▶ WRITTEN REQUEST
Copy out, word for word, the stretch of the records below from the line containing "The endpoint marks every instance of the white car" through the line containing "x=127, y=120", including both of those lines and nothing else.

▶ DATA EXCERPTS

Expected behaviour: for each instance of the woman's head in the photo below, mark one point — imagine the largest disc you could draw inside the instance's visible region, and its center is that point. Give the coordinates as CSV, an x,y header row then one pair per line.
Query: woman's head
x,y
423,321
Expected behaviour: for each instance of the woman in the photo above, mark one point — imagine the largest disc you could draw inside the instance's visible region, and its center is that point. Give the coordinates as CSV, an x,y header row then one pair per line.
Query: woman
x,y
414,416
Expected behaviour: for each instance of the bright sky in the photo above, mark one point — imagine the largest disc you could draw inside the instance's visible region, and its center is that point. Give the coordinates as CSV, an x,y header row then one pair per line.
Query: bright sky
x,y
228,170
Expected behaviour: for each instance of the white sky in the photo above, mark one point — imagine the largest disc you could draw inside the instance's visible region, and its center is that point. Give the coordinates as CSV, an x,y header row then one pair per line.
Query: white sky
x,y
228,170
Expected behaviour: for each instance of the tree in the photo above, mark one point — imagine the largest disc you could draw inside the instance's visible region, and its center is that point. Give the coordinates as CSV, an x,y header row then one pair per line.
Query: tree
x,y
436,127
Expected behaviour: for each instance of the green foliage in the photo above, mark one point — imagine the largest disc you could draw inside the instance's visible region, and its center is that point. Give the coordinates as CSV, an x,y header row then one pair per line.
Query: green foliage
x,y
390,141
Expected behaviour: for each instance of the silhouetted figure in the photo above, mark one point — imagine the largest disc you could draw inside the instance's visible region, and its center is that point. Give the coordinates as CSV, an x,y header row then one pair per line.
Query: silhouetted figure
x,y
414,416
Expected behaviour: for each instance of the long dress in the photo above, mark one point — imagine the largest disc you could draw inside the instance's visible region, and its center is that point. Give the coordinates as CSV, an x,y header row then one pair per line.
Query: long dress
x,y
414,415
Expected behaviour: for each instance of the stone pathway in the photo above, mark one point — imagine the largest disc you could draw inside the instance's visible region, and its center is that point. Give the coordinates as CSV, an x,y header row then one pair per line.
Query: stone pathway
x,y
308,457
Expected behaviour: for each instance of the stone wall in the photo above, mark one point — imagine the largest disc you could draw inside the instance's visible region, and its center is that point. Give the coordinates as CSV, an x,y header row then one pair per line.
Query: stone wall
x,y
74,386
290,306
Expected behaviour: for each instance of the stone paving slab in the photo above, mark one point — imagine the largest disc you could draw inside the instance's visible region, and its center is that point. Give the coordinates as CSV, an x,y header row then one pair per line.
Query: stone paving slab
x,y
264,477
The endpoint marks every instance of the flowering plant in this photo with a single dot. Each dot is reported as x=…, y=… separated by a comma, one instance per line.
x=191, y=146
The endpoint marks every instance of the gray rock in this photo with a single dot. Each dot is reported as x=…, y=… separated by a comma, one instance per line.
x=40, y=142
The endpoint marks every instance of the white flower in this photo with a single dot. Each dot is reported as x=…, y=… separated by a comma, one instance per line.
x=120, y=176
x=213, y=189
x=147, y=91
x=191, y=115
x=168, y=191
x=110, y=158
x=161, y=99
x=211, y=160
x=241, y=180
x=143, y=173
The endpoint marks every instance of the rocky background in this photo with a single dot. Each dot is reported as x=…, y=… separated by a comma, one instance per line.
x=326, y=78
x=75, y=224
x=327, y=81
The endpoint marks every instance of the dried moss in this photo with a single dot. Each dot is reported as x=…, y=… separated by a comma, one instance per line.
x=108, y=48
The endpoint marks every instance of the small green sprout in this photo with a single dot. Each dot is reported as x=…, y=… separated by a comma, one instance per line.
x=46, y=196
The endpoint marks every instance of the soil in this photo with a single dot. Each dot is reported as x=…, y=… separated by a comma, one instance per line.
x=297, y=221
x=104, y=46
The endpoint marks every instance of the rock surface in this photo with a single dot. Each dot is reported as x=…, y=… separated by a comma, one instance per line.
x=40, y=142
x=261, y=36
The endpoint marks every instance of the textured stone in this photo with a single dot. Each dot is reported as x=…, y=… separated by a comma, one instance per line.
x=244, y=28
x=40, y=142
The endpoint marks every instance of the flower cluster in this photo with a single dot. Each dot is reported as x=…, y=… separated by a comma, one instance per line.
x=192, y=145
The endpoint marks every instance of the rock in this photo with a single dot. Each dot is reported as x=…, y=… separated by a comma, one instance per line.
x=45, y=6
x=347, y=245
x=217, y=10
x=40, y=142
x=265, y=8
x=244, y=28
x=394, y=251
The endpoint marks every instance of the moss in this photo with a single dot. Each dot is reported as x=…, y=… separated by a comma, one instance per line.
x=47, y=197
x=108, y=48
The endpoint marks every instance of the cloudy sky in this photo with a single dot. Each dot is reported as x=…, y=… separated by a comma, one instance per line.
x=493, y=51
---
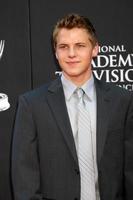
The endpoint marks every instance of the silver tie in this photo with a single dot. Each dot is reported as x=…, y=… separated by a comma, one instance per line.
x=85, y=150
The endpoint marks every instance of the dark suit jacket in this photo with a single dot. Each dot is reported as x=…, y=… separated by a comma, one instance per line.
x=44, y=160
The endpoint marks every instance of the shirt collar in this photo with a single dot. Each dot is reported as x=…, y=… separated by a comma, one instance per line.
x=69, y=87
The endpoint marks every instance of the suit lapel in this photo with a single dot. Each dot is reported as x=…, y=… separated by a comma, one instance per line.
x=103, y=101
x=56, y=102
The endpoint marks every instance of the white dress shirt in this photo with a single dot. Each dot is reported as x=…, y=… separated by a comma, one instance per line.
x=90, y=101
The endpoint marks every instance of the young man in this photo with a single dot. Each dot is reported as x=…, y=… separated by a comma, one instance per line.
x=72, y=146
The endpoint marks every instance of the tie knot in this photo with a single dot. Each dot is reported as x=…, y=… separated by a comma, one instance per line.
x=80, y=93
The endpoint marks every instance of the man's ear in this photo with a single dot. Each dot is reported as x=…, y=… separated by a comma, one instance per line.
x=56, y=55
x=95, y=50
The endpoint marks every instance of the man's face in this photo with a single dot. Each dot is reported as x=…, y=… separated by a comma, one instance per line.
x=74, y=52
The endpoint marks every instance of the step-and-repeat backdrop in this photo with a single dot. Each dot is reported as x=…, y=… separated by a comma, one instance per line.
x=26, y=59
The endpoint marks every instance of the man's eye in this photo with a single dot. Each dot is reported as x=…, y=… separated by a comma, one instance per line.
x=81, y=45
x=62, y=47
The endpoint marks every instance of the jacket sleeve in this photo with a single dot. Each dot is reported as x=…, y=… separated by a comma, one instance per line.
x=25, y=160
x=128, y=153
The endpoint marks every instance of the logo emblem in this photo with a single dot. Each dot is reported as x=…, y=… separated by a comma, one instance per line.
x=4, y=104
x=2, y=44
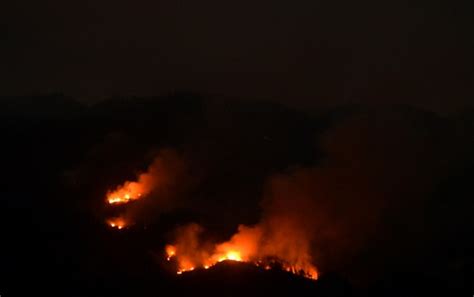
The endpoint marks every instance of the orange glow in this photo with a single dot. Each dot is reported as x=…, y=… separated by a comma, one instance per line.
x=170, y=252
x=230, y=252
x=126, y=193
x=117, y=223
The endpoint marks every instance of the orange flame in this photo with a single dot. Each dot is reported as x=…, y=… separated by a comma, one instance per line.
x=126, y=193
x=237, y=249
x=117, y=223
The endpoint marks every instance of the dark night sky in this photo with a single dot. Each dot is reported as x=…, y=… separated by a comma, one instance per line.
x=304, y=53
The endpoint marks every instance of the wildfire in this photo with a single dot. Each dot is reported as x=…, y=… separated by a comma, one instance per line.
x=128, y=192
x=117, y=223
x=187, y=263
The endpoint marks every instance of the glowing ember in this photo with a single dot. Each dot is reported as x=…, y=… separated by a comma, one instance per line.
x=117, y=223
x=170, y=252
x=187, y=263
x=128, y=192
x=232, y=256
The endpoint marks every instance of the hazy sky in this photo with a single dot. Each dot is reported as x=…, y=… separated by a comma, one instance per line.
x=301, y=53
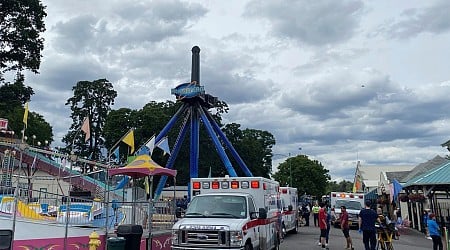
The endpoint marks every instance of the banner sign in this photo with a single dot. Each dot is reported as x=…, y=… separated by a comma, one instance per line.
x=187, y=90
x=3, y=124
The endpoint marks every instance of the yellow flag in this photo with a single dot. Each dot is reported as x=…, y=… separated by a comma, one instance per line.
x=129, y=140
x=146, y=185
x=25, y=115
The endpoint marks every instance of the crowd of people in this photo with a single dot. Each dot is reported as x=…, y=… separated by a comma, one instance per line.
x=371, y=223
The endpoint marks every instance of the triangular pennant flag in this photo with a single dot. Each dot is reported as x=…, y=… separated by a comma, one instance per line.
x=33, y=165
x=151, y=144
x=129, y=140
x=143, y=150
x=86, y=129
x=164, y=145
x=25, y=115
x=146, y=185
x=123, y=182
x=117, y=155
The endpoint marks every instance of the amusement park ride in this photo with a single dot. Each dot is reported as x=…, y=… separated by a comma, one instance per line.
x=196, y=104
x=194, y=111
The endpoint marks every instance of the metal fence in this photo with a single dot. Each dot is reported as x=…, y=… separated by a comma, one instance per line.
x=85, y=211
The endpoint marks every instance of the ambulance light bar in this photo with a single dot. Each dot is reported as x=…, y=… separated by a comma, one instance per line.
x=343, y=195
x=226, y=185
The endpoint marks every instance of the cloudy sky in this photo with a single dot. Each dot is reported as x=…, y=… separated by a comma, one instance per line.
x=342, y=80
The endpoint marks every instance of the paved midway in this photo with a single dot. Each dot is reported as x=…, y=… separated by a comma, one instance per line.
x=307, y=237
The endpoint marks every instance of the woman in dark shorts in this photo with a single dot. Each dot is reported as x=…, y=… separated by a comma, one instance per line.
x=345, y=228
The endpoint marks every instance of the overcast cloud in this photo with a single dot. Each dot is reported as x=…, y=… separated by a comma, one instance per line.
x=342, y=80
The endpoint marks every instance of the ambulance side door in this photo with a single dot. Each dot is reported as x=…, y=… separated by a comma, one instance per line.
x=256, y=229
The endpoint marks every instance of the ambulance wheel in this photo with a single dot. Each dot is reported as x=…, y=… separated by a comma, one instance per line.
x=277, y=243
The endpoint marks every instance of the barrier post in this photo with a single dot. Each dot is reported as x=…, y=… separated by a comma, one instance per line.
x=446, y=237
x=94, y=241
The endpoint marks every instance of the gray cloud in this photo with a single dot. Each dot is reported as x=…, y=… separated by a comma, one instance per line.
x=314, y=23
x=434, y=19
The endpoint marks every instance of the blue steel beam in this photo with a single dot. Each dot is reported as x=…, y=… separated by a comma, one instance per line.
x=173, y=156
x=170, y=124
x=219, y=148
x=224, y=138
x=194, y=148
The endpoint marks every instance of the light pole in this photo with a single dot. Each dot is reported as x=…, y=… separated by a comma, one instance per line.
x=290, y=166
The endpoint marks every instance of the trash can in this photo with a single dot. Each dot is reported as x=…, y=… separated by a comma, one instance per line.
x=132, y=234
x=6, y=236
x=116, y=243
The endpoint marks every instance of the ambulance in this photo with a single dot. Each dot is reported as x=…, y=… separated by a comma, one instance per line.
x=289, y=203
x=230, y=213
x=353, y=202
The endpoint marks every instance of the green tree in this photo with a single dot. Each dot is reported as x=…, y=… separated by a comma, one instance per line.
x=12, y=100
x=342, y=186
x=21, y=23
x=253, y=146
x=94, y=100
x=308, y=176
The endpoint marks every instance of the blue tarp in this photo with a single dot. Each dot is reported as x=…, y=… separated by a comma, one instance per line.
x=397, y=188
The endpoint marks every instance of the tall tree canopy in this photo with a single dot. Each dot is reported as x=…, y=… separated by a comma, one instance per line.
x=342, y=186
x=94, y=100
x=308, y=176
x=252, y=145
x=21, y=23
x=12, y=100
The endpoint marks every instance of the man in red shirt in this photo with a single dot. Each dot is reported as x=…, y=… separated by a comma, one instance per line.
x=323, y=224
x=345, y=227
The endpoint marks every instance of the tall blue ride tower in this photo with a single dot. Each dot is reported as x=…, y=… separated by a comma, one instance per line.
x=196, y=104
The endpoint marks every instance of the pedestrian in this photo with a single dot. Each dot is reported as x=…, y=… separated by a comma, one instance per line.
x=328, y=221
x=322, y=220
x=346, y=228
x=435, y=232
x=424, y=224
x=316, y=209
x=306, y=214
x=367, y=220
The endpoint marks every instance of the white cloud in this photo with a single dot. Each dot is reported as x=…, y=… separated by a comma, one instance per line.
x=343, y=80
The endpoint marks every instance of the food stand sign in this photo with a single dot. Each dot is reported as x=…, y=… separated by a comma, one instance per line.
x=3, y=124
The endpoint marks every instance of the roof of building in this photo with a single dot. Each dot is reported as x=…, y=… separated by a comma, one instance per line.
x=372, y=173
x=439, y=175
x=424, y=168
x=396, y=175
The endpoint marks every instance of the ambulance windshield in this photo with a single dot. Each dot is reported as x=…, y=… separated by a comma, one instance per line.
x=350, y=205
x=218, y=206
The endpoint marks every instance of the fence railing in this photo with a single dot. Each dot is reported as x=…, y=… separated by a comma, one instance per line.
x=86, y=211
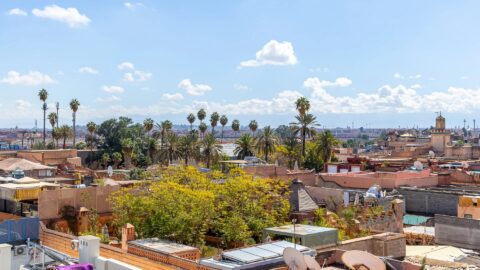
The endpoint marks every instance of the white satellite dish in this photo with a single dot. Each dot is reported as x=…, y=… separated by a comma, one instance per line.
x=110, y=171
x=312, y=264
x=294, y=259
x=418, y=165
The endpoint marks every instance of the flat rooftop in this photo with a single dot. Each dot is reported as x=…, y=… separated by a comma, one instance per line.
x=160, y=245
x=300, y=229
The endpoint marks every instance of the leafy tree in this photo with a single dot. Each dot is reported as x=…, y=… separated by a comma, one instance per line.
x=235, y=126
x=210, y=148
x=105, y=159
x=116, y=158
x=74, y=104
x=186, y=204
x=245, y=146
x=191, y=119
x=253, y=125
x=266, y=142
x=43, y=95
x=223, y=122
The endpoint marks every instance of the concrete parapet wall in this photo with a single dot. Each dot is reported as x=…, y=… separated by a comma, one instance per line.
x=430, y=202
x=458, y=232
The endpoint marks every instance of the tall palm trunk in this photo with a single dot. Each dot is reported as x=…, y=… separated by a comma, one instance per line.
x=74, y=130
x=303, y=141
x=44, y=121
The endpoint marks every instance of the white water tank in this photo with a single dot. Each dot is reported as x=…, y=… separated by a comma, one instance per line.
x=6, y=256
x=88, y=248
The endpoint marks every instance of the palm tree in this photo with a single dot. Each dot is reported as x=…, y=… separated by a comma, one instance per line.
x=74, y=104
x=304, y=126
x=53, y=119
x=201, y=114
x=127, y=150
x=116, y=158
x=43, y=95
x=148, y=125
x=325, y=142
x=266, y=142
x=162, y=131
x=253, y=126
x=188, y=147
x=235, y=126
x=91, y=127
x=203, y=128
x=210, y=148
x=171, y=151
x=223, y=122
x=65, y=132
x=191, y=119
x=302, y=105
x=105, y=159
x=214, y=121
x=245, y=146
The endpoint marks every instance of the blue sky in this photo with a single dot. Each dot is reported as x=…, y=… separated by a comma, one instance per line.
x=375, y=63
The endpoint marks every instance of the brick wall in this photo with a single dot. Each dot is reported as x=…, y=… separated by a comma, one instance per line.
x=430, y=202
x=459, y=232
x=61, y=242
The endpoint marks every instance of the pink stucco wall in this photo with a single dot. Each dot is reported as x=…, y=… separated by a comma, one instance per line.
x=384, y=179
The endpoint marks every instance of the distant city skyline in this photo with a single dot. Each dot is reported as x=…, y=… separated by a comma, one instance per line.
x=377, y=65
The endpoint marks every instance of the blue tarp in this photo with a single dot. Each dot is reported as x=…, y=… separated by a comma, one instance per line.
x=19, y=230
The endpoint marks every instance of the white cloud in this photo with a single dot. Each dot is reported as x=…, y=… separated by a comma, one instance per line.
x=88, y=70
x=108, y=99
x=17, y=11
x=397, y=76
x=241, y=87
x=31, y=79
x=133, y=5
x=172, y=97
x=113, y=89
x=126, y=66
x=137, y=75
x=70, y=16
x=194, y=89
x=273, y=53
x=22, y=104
--
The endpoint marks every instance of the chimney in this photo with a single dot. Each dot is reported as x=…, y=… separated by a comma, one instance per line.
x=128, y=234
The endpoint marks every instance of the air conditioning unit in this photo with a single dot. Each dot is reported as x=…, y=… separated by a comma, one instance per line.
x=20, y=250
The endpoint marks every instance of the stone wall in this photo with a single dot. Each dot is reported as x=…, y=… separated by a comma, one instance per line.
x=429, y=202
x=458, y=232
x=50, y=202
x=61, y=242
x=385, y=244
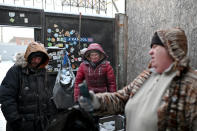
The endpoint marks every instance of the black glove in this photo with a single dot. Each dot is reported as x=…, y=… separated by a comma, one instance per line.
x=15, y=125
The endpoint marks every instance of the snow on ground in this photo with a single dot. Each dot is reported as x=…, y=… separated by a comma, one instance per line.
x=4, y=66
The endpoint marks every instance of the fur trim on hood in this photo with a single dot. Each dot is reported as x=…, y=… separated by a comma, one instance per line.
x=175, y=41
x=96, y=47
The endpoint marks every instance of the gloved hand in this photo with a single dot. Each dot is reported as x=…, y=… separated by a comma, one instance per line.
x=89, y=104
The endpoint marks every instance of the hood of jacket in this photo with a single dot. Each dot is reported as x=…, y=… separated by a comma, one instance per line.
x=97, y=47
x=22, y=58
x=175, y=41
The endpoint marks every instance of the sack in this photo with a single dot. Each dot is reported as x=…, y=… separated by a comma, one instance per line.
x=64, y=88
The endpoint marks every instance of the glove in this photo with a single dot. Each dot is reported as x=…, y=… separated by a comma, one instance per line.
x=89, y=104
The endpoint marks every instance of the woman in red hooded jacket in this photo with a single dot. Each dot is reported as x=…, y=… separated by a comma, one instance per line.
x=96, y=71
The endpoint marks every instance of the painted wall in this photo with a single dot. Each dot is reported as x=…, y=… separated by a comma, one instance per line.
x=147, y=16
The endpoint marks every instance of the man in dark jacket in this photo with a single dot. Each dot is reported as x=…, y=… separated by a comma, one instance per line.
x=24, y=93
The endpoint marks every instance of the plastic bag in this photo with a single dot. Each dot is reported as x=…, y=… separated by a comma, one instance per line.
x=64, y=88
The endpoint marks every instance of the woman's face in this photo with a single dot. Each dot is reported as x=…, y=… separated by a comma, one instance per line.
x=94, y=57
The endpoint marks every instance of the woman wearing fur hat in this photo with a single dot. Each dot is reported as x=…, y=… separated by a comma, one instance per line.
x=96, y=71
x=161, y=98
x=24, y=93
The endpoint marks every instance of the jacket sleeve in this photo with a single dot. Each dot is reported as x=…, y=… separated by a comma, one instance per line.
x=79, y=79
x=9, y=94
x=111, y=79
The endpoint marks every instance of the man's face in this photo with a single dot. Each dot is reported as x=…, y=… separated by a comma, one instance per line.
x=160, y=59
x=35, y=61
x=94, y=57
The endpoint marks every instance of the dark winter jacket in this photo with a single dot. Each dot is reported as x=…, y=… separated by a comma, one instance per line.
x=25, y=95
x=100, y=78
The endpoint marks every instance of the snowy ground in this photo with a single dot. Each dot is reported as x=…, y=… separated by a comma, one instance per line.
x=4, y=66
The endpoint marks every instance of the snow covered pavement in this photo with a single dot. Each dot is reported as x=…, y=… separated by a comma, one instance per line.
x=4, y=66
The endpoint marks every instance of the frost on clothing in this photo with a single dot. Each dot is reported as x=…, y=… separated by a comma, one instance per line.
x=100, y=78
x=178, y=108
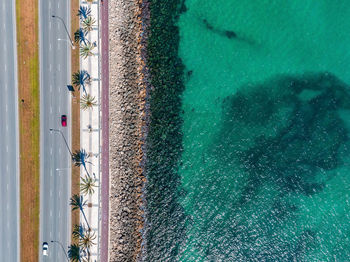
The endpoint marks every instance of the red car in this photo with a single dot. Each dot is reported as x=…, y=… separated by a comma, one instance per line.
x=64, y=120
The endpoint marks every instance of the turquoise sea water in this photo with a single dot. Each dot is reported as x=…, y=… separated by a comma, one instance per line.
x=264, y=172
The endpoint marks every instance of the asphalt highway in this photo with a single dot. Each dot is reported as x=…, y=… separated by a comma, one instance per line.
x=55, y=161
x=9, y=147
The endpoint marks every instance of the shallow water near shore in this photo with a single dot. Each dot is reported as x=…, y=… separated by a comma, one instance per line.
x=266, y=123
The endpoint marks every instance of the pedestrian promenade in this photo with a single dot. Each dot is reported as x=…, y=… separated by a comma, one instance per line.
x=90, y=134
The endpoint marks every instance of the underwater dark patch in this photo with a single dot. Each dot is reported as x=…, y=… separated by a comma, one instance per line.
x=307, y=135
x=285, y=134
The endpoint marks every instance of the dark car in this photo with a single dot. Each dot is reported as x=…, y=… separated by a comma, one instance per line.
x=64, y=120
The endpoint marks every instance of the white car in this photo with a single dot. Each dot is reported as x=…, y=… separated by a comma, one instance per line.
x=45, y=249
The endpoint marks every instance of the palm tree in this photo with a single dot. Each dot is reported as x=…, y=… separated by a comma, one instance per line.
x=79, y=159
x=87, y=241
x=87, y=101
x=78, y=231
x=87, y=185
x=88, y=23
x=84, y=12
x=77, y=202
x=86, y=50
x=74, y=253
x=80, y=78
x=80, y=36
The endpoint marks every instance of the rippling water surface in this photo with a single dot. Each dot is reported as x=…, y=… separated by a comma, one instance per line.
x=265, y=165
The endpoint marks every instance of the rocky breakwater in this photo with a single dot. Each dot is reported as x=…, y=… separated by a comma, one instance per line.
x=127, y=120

▶ COMPLETE RESPONSE
The endpoint marks every instance of the white car in this photo with a single dot. Each dot is reported as x=…, y=… separated by a comma, one instance per line.
x=45, y=249
The endpoint marks every instance of the palm tree in this photo with a single dot. Each dot is reported as x=…, y=… separated by a comma, one instance per line.
x=79, y=159
x=87, y=241
x=87, y=101
x=78, y=231
x=87, y=185
x=88, y=23
x=84, y=12
x=77, y=202
x=86, y=50
x=74, y=253
x=80, y=78
x=80, y=36
The endpoint marks every instance of the rippling water surface in this photo with a single dot. Each dot is reported as x=…, y=… separated by a comma, one instance per line.
x=265, y=165
The endpoint marks every instance of the rocky breakwater in this photo with a single dot. Each dot is reported as x=…, y=… separated by a comma, one instance per line.
x=127, y=120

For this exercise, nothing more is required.